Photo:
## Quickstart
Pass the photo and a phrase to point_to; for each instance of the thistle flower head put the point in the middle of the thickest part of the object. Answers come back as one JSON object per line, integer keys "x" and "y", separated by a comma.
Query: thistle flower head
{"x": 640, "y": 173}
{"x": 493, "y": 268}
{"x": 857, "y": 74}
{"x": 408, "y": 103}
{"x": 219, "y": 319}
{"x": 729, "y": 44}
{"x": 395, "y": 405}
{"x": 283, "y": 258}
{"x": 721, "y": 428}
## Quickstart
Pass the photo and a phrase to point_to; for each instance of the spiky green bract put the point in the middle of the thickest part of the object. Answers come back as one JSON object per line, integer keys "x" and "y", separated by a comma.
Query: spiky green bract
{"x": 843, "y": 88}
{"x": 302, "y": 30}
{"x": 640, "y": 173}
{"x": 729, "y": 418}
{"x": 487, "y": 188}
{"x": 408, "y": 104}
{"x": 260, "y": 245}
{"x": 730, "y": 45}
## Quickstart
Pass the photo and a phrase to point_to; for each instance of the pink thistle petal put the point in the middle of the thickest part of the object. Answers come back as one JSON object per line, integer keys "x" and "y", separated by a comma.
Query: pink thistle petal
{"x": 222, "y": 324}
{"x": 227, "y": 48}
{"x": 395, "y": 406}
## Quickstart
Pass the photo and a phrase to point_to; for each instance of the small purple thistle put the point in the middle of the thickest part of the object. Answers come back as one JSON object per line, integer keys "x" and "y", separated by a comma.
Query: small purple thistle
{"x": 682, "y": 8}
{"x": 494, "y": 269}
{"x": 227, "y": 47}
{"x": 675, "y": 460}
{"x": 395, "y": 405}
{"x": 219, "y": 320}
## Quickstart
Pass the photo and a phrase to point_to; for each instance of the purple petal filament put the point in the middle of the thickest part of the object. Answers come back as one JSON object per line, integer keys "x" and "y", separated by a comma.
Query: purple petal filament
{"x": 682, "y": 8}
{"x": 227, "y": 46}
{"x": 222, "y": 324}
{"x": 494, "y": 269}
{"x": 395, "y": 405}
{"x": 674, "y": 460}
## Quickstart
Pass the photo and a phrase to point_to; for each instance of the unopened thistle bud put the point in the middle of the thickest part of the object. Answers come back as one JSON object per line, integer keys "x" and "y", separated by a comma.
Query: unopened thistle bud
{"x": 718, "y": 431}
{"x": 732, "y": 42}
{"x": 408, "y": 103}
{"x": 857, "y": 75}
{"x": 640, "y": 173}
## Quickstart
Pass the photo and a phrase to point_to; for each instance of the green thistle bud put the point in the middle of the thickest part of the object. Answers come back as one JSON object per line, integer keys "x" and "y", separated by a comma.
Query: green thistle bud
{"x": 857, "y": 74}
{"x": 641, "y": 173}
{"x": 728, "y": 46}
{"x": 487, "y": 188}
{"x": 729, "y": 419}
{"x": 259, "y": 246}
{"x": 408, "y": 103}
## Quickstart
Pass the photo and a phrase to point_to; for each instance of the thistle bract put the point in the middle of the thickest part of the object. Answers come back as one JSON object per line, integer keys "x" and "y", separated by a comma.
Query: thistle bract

☆ ☆ ☆ ☆

- [Task to complete]:
All lines from the one containing "of the small" through the final line of the listing above are to be reproduced exactly; include both and add nothing.

- [Solved problem]:
Pass the photo and a phrase to point_to; for each instance of the small purple thistle put the point in the middle of the thickest part of the object. Answers come back as one JSON object per line, integer keys "x" and "y", separated by a comma.
Query: small purple thistle
{"x": 682, "y": 8}
{"x": 494, "y": 269}
{"x": 227, "y": 47}
{"x": 675, "y": 460}
{"x": 395, "y": 405}
{"x": 219, "y": 320}
## Quickstart
Pass the photo and a phrase to point_to; for each instance of the purple petal filament put the point in the middle of the thickest part of the object. Answers come back as one JSON object per line, integer keys "x" and "y", separated by a comma.
Query: purple petal filament
{"x": 682, "y": 8}
{"x": 227, "y": 46}
{"x": 222, "y": 324}
{"x": 494, "y": 269}
{"x": 395, "y": 405}
{"x": 674, "y": 460}
## Quickstart
Pass the photo and a phrase to point_to; for each instance of the unopened thistle bud put the point in the middle of the thickest part of the object. Answers come back as one JSON object per line, integer keys "x" and "y", separated by a comma.
Query: unopened thistle bud
{"x": 718, "y": 431}
{"x": 732, "y": 42}
{"x": 408, "y": 103}
{"x": 857, "y": 75}
{"x": 640, "y": 173}
## Quickstart
Pass the photo and a phrase to point_to; for each instance of the green thistle bud put the point in the middle of the thickest part of the object. Answers come back as one JSON object per line, integer keys "x" and "y", separated by a comma.
Query: green thistle bud
{"x": 857, "y": 74}
{"x": 641, "y": 173}
{"x": 728, "y": 46}
{"x": 487, "y": 188}
{"x": 729, "y": 419}
{"x": 259, "y": 246}
{"x": 408, "y": 103}
## Quickstart
Pass the photo and a phrase to point_to; for each instance of the thistle bract put the point in the middle of the thickest part of the object. Answers come back as one JSON object per line, integer keys "x" and "y", separated by a comma.
Query: thistle bract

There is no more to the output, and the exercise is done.